EXERCISE PROMPT:
Could you copy out all of the data below word for word, omitting the pictures?

-.-.-

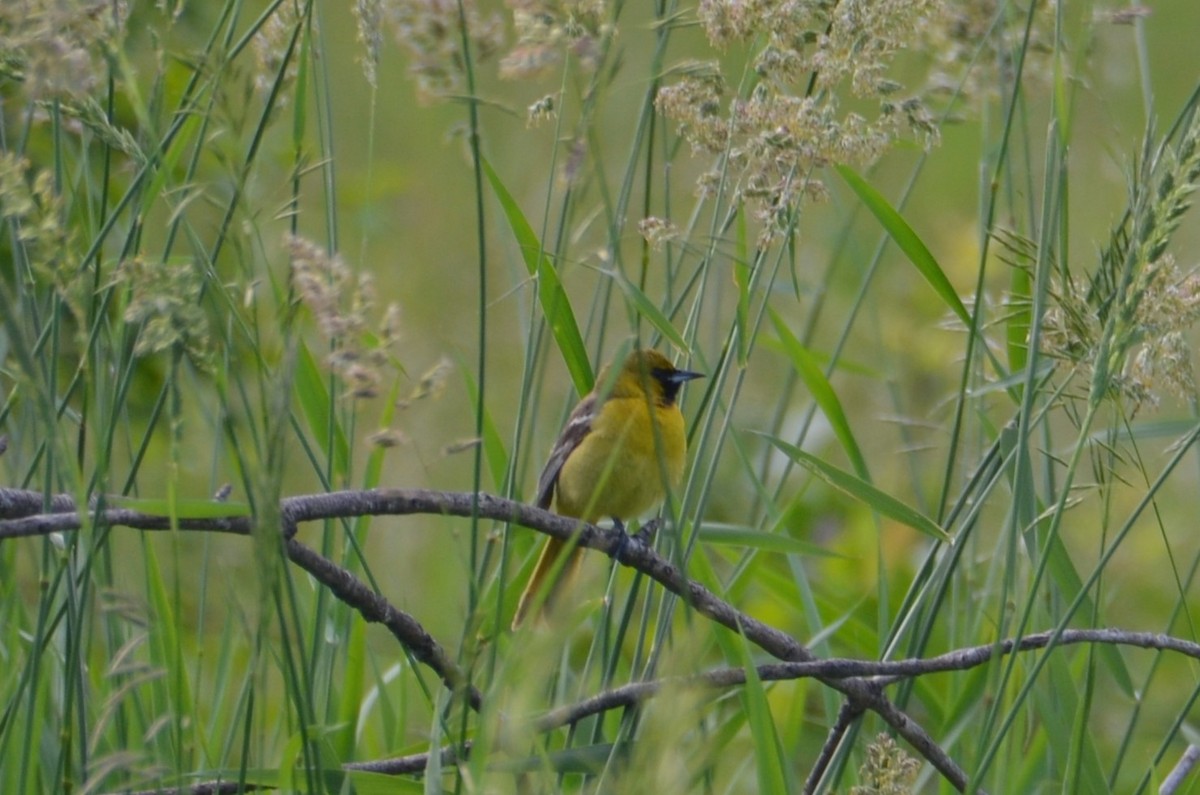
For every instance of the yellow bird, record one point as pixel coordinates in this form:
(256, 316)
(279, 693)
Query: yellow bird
(611, 458)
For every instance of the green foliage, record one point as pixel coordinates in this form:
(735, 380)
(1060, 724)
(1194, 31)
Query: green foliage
(238, 259)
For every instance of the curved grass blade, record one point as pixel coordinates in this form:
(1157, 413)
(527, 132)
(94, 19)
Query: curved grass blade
(861, 490)
(904, 237)
(555, 303)
(822, 392)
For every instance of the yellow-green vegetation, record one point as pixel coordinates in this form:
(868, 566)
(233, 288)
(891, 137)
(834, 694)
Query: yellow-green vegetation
(259, 259)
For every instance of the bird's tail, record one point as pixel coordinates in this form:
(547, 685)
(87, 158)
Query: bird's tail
(547, 580)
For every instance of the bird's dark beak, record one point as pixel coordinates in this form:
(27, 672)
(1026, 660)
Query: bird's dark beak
(683, 376)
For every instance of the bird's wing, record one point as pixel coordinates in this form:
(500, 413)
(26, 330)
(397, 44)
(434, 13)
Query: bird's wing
(577, 426)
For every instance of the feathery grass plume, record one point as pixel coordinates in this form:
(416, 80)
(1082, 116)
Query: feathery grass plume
(369, 16)
(976, 45)
(36, 215)
(57, 47)
(546, 29)
(342, 306)
(1122, 328)
(888, 770)
(544, 109)
(165, 302)
(271, 45)
(429, 30)
(807, 55)
(657, 231)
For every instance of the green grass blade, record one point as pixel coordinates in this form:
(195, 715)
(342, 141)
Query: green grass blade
(822, 392)
(318, 411)
(649, 312)
(885, 503)
(555, 304)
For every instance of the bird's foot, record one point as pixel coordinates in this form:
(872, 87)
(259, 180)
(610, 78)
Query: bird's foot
(649, 530)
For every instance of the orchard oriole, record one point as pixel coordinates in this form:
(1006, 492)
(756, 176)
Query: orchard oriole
(612, 455)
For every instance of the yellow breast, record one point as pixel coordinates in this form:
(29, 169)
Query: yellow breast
(618, 468)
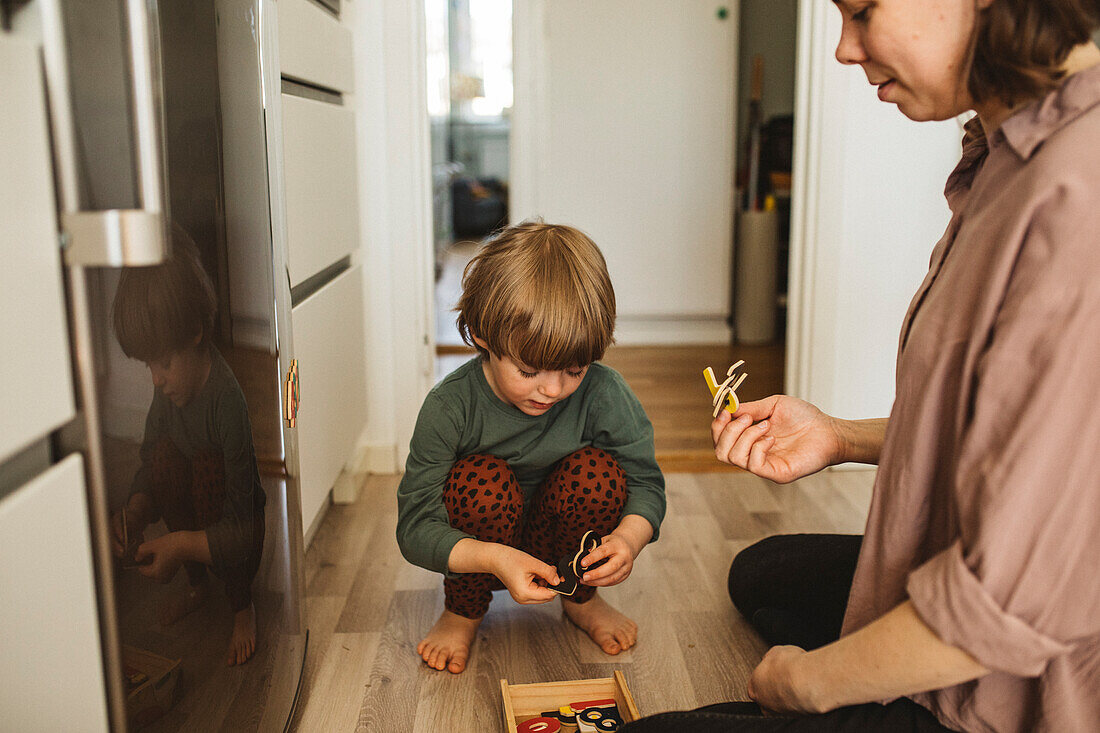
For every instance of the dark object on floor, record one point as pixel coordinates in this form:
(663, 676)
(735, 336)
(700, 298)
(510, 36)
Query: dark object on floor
(480, 206)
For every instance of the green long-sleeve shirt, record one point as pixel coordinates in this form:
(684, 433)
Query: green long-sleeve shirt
(462, 416)
(216, 419)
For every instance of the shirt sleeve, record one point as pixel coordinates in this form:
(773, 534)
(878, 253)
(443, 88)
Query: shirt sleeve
(1020, 584)
(232, 536)
(619, 425)
(424, 531)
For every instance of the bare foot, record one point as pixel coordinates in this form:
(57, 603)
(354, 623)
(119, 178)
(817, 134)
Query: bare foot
(448, 644)
(179, 603)
(242, 642)
(612, 631)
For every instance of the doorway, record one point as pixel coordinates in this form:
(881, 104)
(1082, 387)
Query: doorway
(615, 121)
(470, 97)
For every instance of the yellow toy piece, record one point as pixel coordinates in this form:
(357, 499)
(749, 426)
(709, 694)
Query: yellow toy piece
(724, 394)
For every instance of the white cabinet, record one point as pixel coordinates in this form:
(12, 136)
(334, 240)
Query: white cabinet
(321, 193)
(329, 343)
(320, 186)
(314, 46)
(51, 670)
(34, 370)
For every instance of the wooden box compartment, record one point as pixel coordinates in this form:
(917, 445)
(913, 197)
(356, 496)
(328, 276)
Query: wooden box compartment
(525, 701)
(154, 696)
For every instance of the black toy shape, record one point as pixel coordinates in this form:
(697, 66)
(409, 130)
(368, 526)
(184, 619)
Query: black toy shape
(570, 568)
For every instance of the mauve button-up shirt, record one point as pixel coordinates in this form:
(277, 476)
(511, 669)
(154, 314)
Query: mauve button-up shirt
(987, 504)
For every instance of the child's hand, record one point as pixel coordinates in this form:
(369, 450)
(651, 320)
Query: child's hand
(619, 557)
(163, 556)
(520, 573)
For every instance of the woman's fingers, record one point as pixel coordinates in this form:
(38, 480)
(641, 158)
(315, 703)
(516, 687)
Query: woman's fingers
(729, 435)
(739, 452)
(758, 453)
(737, 440)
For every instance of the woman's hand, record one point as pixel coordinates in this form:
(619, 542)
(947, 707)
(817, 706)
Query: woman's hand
(163, 555)
(779, 438)
(520, 573)
(772, 684)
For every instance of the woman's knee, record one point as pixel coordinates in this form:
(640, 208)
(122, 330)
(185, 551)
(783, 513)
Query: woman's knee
(748, 572)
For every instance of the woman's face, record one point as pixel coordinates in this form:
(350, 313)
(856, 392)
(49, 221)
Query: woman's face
(914, 51)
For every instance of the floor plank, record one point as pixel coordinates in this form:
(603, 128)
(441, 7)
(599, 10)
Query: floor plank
(367, 610)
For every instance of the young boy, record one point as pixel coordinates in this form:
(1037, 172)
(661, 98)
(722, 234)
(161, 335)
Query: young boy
(198, 469)
(523, 449)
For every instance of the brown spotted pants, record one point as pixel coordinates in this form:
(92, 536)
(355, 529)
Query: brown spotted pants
(188, 494)
(586, 490)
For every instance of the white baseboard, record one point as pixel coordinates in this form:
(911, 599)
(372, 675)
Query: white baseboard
(315, 525)
(254, 332)
(631, 330)
(345, 490)
(375, 459)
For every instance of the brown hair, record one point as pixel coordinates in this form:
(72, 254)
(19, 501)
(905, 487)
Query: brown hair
(1020, 45)
(160, 309)
(540, 294)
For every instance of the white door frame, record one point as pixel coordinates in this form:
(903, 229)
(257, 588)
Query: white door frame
(809, 80)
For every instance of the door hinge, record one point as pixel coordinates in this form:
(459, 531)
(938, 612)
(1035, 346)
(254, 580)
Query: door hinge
(293, 396)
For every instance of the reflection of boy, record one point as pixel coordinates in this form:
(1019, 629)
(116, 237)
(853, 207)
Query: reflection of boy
(198, 468)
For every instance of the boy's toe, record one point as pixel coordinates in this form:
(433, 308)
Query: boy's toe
(458, 663)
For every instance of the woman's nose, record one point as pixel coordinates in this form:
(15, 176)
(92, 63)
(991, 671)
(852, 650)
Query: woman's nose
(849, 50)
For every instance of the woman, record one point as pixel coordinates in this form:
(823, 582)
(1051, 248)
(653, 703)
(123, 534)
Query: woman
(975, 603)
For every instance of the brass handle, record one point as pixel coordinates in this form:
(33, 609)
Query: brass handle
(292, 394)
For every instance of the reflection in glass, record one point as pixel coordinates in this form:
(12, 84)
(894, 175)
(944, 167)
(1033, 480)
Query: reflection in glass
(206, 525)
(198, 466)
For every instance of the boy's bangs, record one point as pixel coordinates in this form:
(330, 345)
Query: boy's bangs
(554, 349)
(143, 337)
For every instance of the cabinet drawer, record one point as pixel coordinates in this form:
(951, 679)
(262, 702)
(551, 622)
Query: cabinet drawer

-.-.-

WORKED SOLUTION:
For every instance of the yellow bird, record one point as pixel coordinates in this form:
(256, 316)
(279, 693)
Query: yellow bird
(611, 458)
For every instance of the green foliage, record one point as pixel coordinates in this form:
(735, 380)
(1060, 724)
(1194, 31)
Query: green foliage
(238, 259)
For every instance of the curved grass blade, record one point as pixel coordinates in this form:
(1157, 413)
(527, 132)
(94, 19)
Query: curved grass blade
(861, 490)
(904, 237)
(555, 303)
(822, 392)
For every instance of the yellow-green vegetation, record one point as pixel coordinates in this form:
(868, 566)
(233, 288)
(891, 137)
(834, 694)
Query: yellow-green vegetation
(259, 259)
For every instance of the bird's tail, record one point as pixel coordinates in this form:
(547, 685)
(87, 158)
Query: bird's tail
(547, 580)
For every instance of the bird's dark beak, record one point as pixel coordinates in this form:
(27, 672)
(1026, 660)
Query: bird's dark beak
(683, 376)
For every instance of the bird's wing, record one point as pixel coordinates in this form:
(500, 413)
(26, 330)
(397, 44)
(434, 13)
Query: bird's wing
(577, 426)
For every instance of the feathery grass plume, record one point as pixel coordinates in this form:
(416, 80)
(1082, 116)
Query: feathery grass plume
(369, 16)
(976, 45)
(36, 215)
(57, 47)
(546, 29)
(342, 306)
(1122, 328)
(888, 770)
(544, 109)
(165, 302)
(271, 45)
(429, 30)
(807, 55)
(657, 231)
For every instance of the green grass blade, record one point as pixel coordinates in this form:
(195, 715)
(342, 141)
Query: green grass blade
(822, 392)
(318, 411)
(649, 312)
(885, 503)
(555, 304)
For every instance of the bird's foot, record one point as pixel coordinates in this form:
(872, 87)
(259, 180)
(610, 78)
Query: bird's foot
(649, 530)
For every instance of the orchard oriole, record one point as pixel coordinates in this form:
(1006, 492)
(756, 176)
Query: orchard oriole
(612, 455)
For every instance of the yellow breast, record one point as pixel coordinates in this form:
(29, 169)
Query: yellow breast
(618, 468)
For every instance of the dark object on floor, record one point as pixel coordinates in this form:
(663, 676)
(735, 336)
(700, 298)
(510, 36)
Query: dark object on floor
(480, 206)
For every instance of the green long-sleeve shirt, record one point as pixel coordinates in this form:
(684, 433)
Query: green long-sleeve shirt
(462, 416)
(216, 419)
For every instance of the shirt sleeve, record one point as pixel coordinates in this form:
(773, 534)
(878, 253)
(443, 88)
Query: shirt sleeve
(1020, 584)
(232, 536)
(619, 425)
(424, 531)
For every instance of the bare foot, record one point as pixel coordinates in this form:
(57, 603)
(354, 623)
(119, 178)
(817, 134)
Query: bare foot
(448, 644)
(179, 603)
(242, 642)
(612, 631)
For every instance of the doorway, record one point as pixel coordinates in this form:
(881, 104)
(1082, 387)
Query: doorway
(615, 121)
(470, 97)
For every instance of the yellow toy piece, record one point as pixel coordinates in this form:
(357, 499)
(749, 426)
(709, 694)
Query: yellow toy piece
(724, 394)
For every instance of the white cabinet, record one point as pixel coordinates in this form:
(12, 136)
(334, 240)
Query: white cabinet
(321, 193)
(329, 343)
(320, 186)
(314, 46)
(51, 670)
(34, 370)
For every instance of the wooden box compartment, record one point as pixel coordinates in this form:
(917, 445)
(913, 197)
(356, 496)
(328, 276)
Query: wooden box compartment
(525, 701)
(154, 696)
For every instance of the black toy shape, record one point as pixel coordinates in this form:
(697, 66)
(409, 130)
(368, 526)
(184, 619)
Query: black toy shape
(570, 568)
For every instance of the mauve button-up shirt, record one point as pixel coordinates in this form:
(277, 476)
(511, 669)
(154, 314)
Query: mauve button-up shirt
(987, 504)
For every instance of the child's hand, record one point as pixel coordinates in this form:
(369, 450)
(651, 320)
Query: child's hand
(619, 557)
(163, 556)
(520, 573)
For every instance of the woman's fingers, record one point as pixel coordinates in this form:
(38, 480)
(641, 158)
(315, 703)
(516, 687)
Query: woman's fingers
(729, 435)
(739, 452)
(758, 453)
(737, 440)
For every instance of the woman's hand, record one point as pixel coordinates in this form:
(619, 542)
(947, 707)
(817, 706)
Query: woman's hand
(163, 555)
(779, 438)
(520, 573)
(772, 684)
For every instance of the woman's knee, record one point as pixel coordinates in this form:
(640, 208)
(122, 330)
(185, 551)
(783, 513)
Query: woman's knee
(748, 572)
For every instance of the woman's face, record one point as pixel coordinates in this form:
(350, 313)
(856, 392)
(49, 221)
Query: woman's face
(914, 51)
For every instance of the floor plank, record one point as pixel coordinates in this form:
(603, 128)
(441, 7)
(599, 10)
Query: floor plank
(367, 610)
For every instance of the young boy, record one point as pixel coordinates in this form:
(1037, 172)
(661, 98)
(722, 234)
(161, 335)
Query: young boy
(198, 469)
(523, 449)
For every instance of the brown spotted pants, record one point as pixel coordinates in this form:
(92, 536)
(355, 529)
Query: brown spotted pants
(188, 494)
(586, 490)
For every instance of the white baseboard, record one point as pixel coordinates in this form:
(911, 599)
(372, 675)
Query: white baseboard
(315, 525)
(254, 332)
(631, 330)
(345, 490)
(375, 459)
For every instance of the brown hair, record one point as pixel coordinates in this form:
(72, 254)
(19, 501)
(905, 487)
Query: brown hair
(1020, 45)
(160, 309)
(540, 294)
For every instance of the white door frame, record one point as pixel coordinates in this form:
(903, 229)
(257, 588)
Query: white door frame
(809, 80)
For every instance of the door hinge, record one point as pixel coordinates in this form:
(459, 531)
(938, 612)
(1035, 346)
(254, 580)
Query: door hinge
(293, 396)
For every instance of the reflection of boy, record one point as pixel coordinates in this form:
(1019, 629)
(116, 237)
(853, 207)
Query: reflection of boy
(198, 468)
For every instance of the boy's toe, record one point as pixel coordinates in this form:
(433, 308)
Query: boy's toe
(458, 663)
For every instance of the woman's nose, record one point as pixel coordinates in this form:
(15, 176)
(92, 63)
(991, 671)
(852, 650)
Query: woman's nose
(849, 50)
For every instance of the woman, record one point as pixel coordinates in this form:
(823, 582)
(1051, 248)
(653, 703)
(123, 534)
Query: woman
(975, 603)
For every instance of the brass handle, record one point as pixel coordinates in this form:
(33, 609)
Query: brass handle
(292, 394)
For every instance of the reflection in glass, record one point as pixel coordinates in this form:
(12, 84)
(894, 175)
(944, 167)
(1033, 480)
Query: reflection in glass
(206, 525)
(198, 466)
For every instance of the boy's bangs, record one point as pixel coordinates in this form:
(330, 345)
Query: boy's bangs
(554, 349)
(143, 337)
For every instance of the cabinet drawer, record one point as pixel coordinates in this form:
(951, 679)
(262, 702)
(551, 622)
Query: cabinet drawer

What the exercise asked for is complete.